GIVEN INSTRUCTION A —
Quote the post about manifesting a long-distance partner word for word, starting at the words "So when he left, I" and ending after the words "to my energy.".

.....

So, I am starting out manifesting a long distance specific person. I want to share my journey here, to help motivate others in the same situation and to motivate myself and to keep me on track! Hopefully it can help anyone in a similar situation, and we can help each other This post will probably end up being quite long! You have been warned

I have known about the law of attraction for almost 10 years. I have had some success, which never actually felt deliberate, but not with relationships. I always found it so hard to control my thoughts and emotions. I recently discovered Veronica on Youtube and have been having some coaching emails. So my situation is, I recently moved to a new country and met the most incredible man who was staying in this city for a month and who I had the most incredible time with. We had the greatest connection on every level. He lives about 1000 miles away. I really feel that he is a soul mate. When he left I just plummeted into depression (which I have a history of) and it took me a few weeks to get back to functioning somewhat normally. 

So basically, things were going great with him while he was here, and I surprised myself that I was so natural and had the greatest energy and was completely myself with him, as this is a thing I had not been able to do before. I've never had a relationship before. Usually I am always worrying and being negative and having no self worth. Anyway, things were amazing and I felt so much happiness and so much love towards this person. I was still worried as I knew he was only going to be there for a few weeks, but it never showed when I was in his company, only when I was on my own in between. I was really anxious, wondering what was going to happen, suddenly aware of all my self esteem issues resurfacing.

Every time I would think these thoughts, I would see a special number I have, in perfect timing, that usually appears when I need reassurance. I was impressed by how accurate and how often I would see it. When I was feeling really sad one time, I saw it four times at once! And it's a two digit number.

We hadn't agreed on any relationship or anything, but he invited me to visit him, but we have no specific plans for that at the moment. After we had said goodbye, I said I knew we would see each other again, and he said he knew it too. I wanted to trust that I would see him again in future and that it would all work out but I had all these issues dragging me down, and also all these ideas in my head that other law of attraction teachers give about it being a bad idea to want someone specific etc, and that the universe knows best. Even if there was someone "better" I would still want him because I am stubborn and I have every right to want what I want. Veronica reminded me that I am the Universe and it is not separate, planning other things than what I am focusing on.

So when he left, I was okay for a few days, then I started to get paranoid and have all these negative thoughts, based on not feeling good enough, feeling unlovable, finding it impossible to believe that anyone would want to be with me, let alone to make the effort despite the long distance. I was just crying all the time, fighting with my own thoughts, completely depressed. I would obsess over his messages and wonder why he was contacting me less than I expected based on the experience we had together, but I knew it was all down to my energy.

Eventually, I started to come to a point of understanding some things I have been wanting to understand about myself for many years. First of all, to actually understand the meaning of self-acceptance, I had to understand that over many years, I had been pushing away negative feelings and judging myself. This lead to me feeling a split in my consciousness, where this rejected and abandoned part of myself was negatively trying to get attention, just so that I would have acceptance of it. This helped to calm down that negative inner voice/self-talk, although it is going to take a bit of time to fully get to the point of always being nice to myself. Or maybe it will be quicker than that! I was able to see myself as a being of light and to see myself in a genuinely positive way for the first time in years, without having this negative inner voice that was so strong it almost felt like another personality.

.....

GIVEN INSTRUCTION B —
In the entries, swap "wooden pallet" for "wooden crate" in the lines from the one containing "Prove the wooden" through the one containing "[[811, 111, 866, 196]]", leaving everything else unchanged. Give only those lines.

.....

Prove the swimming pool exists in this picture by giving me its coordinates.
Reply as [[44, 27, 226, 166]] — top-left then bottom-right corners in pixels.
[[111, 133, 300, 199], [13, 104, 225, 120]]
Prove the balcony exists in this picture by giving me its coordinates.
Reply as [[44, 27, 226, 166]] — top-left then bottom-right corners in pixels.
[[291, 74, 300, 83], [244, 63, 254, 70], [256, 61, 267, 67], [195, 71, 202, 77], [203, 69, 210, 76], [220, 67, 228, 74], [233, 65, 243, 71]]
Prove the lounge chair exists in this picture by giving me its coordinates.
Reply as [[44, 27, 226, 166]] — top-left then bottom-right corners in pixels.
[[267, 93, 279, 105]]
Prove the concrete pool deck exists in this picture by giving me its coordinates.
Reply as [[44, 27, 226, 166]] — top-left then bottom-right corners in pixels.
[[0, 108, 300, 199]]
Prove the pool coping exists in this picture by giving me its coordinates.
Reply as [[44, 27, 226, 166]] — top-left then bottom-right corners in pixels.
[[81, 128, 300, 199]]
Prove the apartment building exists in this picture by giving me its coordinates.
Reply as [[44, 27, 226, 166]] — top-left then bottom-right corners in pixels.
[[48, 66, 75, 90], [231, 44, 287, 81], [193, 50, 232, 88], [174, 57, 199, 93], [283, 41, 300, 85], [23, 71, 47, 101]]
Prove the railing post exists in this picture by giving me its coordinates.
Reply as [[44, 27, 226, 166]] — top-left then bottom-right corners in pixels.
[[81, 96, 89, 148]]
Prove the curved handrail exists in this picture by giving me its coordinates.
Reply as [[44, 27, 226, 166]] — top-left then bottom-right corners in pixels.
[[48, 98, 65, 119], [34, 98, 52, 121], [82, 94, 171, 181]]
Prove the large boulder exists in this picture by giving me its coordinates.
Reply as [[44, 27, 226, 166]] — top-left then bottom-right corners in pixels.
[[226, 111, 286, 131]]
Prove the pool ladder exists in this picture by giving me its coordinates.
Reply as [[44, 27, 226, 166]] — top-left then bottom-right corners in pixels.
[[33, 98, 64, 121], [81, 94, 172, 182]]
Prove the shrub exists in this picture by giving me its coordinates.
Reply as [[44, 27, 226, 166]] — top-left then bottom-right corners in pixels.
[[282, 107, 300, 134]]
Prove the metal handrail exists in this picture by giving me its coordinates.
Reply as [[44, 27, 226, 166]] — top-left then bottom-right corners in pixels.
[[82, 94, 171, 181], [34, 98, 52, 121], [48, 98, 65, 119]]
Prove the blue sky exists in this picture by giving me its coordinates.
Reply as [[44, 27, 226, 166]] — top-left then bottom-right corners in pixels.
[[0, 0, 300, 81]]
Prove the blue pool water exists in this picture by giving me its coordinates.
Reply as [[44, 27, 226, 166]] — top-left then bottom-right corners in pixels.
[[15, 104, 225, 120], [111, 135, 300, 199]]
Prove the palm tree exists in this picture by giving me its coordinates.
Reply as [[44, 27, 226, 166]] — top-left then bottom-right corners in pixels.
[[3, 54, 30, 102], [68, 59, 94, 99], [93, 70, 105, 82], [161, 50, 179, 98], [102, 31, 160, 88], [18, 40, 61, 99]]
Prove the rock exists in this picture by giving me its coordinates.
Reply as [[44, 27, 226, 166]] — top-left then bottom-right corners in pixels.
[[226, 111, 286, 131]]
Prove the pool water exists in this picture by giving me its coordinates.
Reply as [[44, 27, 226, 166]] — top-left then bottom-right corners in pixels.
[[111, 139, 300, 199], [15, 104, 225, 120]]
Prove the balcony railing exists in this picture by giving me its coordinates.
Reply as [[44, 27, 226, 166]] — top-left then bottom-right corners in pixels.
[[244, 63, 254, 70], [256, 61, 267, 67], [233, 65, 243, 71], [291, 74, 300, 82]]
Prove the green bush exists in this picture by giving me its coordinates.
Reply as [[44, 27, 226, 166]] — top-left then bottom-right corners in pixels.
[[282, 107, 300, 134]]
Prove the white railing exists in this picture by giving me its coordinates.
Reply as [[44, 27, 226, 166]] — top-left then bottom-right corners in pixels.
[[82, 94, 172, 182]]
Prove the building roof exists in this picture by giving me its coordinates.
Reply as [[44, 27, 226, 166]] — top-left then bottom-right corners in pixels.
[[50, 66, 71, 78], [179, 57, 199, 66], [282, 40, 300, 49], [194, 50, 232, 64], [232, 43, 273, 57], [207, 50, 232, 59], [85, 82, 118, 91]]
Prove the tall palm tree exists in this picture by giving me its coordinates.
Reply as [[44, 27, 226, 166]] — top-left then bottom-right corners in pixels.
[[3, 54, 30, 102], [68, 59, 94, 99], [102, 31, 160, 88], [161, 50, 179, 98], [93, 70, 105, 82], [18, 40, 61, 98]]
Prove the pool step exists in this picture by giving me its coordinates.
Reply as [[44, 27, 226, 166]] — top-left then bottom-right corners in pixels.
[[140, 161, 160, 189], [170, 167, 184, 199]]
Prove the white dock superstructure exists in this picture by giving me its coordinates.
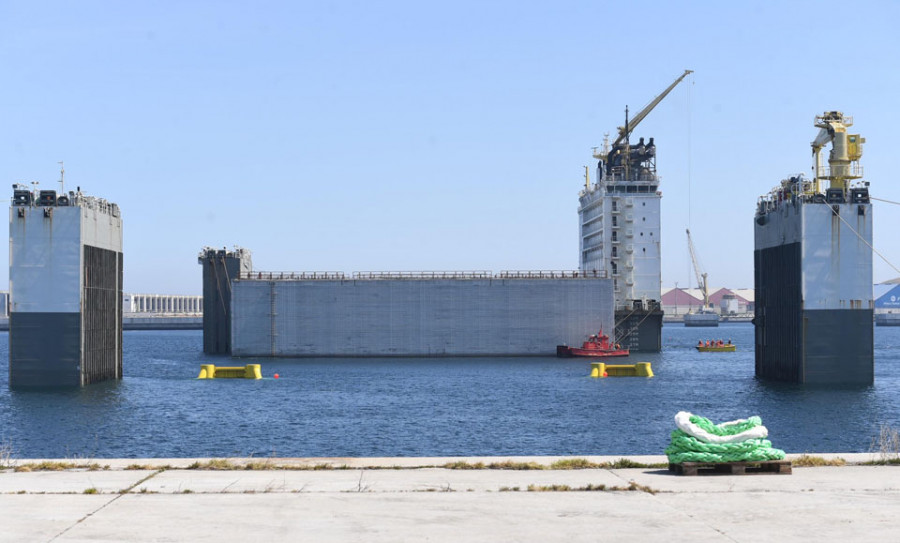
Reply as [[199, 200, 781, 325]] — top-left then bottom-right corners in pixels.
[[578, 70, 692, 351]]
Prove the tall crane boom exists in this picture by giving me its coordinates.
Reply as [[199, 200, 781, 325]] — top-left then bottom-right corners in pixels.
[[598, 70, 694, 158], [685, 228, 709, 309]]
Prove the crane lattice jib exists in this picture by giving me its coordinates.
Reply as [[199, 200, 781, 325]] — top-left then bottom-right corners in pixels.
[[611, 70, 694, 155]]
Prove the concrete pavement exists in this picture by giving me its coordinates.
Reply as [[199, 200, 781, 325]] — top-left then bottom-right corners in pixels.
[[0, 455, 900, 543]]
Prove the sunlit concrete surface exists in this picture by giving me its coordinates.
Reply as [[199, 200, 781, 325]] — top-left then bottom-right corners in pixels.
[[0, 455, 900, 543]]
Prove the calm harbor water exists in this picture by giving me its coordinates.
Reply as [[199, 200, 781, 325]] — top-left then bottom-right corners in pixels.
[[0, 324, 900, 458]]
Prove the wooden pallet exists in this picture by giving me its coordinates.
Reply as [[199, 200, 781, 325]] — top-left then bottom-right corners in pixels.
[[669, 460, 791, 475]]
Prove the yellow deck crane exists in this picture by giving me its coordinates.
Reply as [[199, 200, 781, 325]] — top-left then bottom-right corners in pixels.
[[811, 111, 866, 196]]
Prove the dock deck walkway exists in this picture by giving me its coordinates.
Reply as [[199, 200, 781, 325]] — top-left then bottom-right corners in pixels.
[[0, 455, 900, 543]]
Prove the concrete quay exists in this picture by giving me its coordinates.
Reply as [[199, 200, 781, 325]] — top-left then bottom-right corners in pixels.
[[0, 454, 900, 543]]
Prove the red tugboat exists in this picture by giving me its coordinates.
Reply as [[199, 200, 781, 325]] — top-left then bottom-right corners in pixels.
[[556, 329, 628, 358]]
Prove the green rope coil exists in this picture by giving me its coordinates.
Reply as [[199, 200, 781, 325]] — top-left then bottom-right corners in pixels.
[[666, 415, 784, 464]]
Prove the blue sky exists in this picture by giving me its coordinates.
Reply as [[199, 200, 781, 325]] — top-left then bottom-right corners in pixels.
[[0, 0, 900, 294]]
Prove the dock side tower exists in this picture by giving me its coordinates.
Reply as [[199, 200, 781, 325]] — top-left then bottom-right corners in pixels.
[[753, 111, 875, 385], [9, 184, 123, 389], [578, 70, 692, 352], [197, 247, 253, 354]]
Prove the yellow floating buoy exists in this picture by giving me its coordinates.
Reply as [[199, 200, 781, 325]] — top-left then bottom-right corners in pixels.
[[591, 362, 653, 377], [197, 364, 262, 379]]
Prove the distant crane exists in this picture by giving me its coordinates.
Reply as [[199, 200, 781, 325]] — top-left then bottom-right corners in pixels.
[[685, 228, 709, 312]]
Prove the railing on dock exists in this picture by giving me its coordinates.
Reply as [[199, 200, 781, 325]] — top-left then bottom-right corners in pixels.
[[239, 270, 608, 281]]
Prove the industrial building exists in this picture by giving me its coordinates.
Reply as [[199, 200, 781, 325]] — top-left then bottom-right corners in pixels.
[[9, 185, 123, 389]]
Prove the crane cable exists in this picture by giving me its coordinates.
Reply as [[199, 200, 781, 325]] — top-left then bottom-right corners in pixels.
[[831, 201, 900, 273]]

.....

EXERCISE RESULT A —
So when he left, I was okay for a few days, then I started to get paranoid and have all these negative thoughts, based on not feeling good enough, feeling unlovable, finding it impossible to believe that anyone would want to be with me, let alone to make the effort despite the long distance. I was just crying all the time, fighting with my own thoughts, completely depressed. I would obsess over his messages and wonder why he was contacting me less than I expected based on the experience we had together, but I knew it was all down to my energy.

EXERCISE RESULT B —
Prove the wooden crate exists in this picture by giving me its coordinates.
Reply as [[199, 200, 781, 325]] — top-left then bottom-right corners in pixels.
[[669, 460, 791, 475]]
Prove the yellow deck crane exists in this picture by giving me its coordinates.
Reply as [[199, 200, 781, 325]] — top-left then bottom-right corners in pixels.
[[811, 111, 866, 196]]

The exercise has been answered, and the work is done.